**作業内容**
資料のうち「leg and record the pixel coordinates.」を含む行から最後の行までを、空行を除いて番号付きリストに直す。画像は答えに入れない。

━━━━━ 抽出資料 ━━━━━

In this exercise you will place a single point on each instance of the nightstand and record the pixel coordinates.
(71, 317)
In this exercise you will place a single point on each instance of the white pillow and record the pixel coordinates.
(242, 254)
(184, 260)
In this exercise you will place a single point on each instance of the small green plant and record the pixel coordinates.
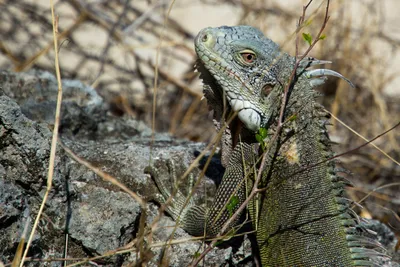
(260, 136)
(232, 204)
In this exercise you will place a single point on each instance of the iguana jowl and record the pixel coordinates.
(301, 216)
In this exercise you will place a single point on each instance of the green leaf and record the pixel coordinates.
(263, 132)
(307, 37)
(232, 204)
(293, 117)
(259, 138)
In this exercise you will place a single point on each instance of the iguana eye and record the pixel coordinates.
(248, 56)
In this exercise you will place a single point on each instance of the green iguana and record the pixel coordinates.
(300, 216)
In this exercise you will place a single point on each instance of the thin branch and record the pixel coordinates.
(55, 133)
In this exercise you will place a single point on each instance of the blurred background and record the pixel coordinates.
(128, 50)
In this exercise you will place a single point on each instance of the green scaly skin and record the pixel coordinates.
(301, 216)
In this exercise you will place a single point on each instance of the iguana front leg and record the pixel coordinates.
(199, 220)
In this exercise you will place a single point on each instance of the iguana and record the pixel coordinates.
(300, 214)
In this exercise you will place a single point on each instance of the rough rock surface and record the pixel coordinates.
(97, 215)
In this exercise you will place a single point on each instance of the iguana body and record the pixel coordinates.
(301, 217)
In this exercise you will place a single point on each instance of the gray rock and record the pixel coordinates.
(97, 215)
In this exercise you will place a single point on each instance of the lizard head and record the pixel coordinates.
(240, 63)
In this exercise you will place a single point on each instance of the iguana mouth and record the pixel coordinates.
(223, 112)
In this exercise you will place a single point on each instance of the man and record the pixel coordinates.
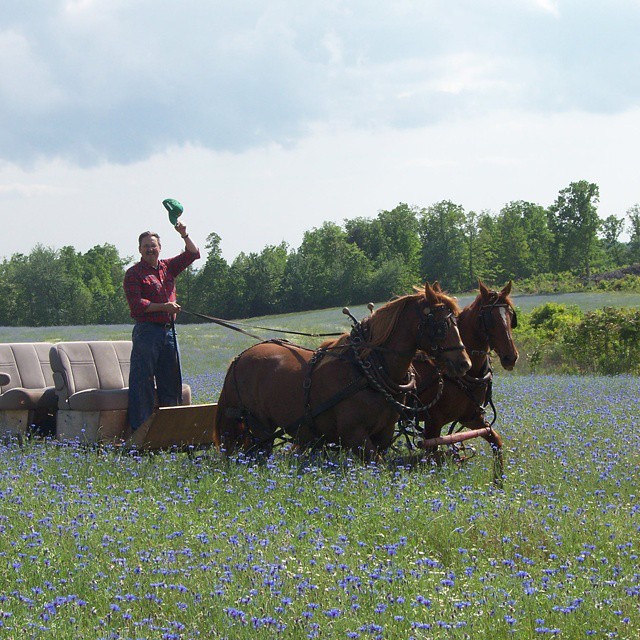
(150, 288)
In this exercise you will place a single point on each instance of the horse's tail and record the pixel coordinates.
(228, 427)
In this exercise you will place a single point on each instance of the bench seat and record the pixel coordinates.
(27, 394)
(92, 385)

━━━━━

**解答**
1. In this exercise you will place a single point on each instance of the iguana front leg and record the pixel coordinates.
2. (199, 220)
3. In this exercise you will place a single point on each instance of the iguana and record the pixel coordinates.
4. (300, 214)
5. In this exercise you will place a single point on each instance of the rough rock surface and record the pixel coordinates.
6. (97, 215)
7. In this exercise you will place a single point on each instance of the iguana body and record the pixel coordinates.
8. (301, 217)
9. In this exercise you will place a single point on each instance of the gray rock and record the pixel coordinates.
10. (97, 215)
11. In this exercise you will place a single point on each instance of the lizard head and record the pixel coordinates.
12. (240, 63)
13. In this exercise you will place a single point on each instance of the iguana mouth and record the pixel coordinates.
14. (223, 112)
15. In this exercise you will place a single point on each instance of the man and record the pixel coordinates.
16. (150, 288)
17. In this exercise you will place a single point on each instance of the horse's tail and record the pixel coordinates.
18. (228, 427)
19. In this exercise you will place a single point on each instance of the bench seat and record the pixel coordinates.
20. (27, 394)
21. (92, 385)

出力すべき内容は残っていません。